The lines from the start of the records below through the line containing "Target: cracker in lunch box" are to be copied exactly, both ends included, with nothing added.

BEGIN

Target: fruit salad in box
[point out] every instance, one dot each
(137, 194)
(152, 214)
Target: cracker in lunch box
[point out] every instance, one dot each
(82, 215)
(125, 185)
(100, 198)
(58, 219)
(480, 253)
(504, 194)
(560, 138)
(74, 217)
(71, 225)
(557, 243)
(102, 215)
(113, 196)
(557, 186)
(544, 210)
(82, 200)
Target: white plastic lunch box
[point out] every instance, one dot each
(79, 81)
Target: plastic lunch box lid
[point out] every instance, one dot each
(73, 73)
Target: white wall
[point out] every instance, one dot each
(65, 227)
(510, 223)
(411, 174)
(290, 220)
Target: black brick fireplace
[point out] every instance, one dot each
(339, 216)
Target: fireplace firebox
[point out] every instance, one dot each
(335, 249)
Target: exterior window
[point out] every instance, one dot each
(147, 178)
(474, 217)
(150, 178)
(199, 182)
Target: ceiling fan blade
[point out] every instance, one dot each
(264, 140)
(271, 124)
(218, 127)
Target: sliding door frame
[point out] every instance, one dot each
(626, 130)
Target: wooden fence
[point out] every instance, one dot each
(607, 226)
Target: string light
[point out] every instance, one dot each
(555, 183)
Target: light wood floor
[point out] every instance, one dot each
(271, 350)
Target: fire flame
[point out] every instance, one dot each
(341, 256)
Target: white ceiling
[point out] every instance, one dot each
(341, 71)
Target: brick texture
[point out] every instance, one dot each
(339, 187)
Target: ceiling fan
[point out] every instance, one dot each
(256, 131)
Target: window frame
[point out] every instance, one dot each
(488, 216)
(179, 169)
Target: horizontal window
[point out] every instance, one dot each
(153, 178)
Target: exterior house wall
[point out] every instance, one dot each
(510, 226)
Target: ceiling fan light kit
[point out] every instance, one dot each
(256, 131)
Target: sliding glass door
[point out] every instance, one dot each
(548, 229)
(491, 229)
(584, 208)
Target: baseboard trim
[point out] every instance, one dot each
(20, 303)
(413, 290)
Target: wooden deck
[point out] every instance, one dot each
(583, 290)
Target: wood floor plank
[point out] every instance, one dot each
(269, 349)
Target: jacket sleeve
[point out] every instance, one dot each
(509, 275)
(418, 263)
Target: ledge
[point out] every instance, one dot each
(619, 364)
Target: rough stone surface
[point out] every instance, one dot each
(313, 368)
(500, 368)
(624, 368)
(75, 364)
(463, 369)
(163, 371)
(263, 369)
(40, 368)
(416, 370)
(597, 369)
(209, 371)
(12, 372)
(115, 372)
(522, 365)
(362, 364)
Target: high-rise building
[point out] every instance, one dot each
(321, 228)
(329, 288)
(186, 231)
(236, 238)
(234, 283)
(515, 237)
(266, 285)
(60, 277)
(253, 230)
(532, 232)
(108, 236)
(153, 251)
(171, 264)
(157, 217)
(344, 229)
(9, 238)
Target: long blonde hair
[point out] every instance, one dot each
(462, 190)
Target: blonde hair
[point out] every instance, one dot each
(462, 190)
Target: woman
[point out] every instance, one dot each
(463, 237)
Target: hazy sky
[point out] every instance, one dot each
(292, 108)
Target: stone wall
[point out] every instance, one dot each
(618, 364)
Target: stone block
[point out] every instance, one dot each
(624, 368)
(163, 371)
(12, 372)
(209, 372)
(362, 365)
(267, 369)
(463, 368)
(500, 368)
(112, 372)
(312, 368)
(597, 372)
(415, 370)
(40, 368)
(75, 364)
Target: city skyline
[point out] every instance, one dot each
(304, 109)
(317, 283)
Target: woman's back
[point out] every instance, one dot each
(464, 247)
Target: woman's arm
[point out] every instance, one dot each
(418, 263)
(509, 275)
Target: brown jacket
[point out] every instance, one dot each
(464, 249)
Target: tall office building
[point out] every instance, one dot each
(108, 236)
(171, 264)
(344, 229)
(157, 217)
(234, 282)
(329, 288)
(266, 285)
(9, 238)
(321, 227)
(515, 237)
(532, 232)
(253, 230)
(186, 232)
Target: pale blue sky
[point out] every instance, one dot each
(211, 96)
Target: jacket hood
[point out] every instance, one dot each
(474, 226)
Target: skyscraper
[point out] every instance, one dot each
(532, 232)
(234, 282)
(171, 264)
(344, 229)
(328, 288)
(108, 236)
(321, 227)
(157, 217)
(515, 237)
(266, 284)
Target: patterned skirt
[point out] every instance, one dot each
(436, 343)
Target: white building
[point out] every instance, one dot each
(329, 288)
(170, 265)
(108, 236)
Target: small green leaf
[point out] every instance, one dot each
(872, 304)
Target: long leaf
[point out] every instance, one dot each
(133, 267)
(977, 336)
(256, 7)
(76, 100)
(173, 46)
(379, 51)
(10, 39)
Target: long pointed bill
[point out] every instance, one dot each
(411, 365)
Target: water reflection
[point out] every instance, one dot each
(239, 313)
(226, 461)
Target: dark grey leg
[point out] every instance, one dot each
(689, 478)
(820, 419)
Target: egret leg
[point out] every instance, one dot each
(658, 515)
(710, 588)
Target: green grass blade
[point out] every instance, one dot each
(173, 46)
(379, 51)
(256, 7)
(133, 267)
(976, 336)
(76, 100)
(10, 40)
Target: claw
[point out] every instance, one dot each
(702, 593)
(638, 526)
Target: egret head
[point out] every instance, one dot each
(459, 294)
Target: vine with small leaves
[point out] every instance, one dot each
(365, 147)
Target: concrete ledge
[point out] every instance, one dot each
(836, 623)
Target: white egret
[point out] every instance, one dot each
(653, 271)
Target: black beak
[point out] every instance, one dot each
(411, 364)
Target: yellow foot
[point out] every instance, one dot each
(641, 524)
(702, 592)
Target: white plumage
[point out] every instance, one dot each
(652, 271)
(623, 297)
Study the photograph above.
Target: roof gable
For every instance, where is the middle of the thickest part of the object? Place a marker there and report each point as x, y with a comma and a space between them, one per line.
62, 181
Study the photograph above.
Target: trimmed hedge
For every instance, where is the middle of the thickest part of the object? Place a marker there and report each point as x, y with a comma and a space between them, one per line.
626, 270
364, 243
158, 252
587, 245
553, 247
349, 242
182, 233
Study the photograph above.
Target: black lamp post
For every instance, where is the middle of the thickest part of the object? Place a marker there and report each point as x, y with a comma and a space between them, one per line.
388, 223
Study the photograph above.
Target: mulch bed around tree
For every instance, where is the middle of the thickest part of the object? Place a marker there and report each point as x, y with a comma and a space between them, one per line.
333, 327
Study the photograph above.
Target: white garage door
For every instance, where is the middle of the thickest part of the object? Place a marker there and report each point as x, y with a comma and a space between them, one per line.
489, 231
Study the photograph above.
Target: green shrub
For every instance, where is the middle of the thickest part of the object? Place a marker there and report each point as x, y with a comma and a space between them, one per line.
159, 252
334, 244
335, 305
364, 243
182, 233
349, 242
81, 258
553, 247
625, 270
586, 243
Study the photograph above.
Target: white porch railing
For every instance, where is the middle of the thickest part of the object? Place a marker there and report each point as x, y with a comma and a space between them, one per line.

END

▶ _Solution for this problem_
Target: fruit salad in box
[point out] every instance, one dot each
(137, 194)
(152, 214)
Target: cracker in lunch box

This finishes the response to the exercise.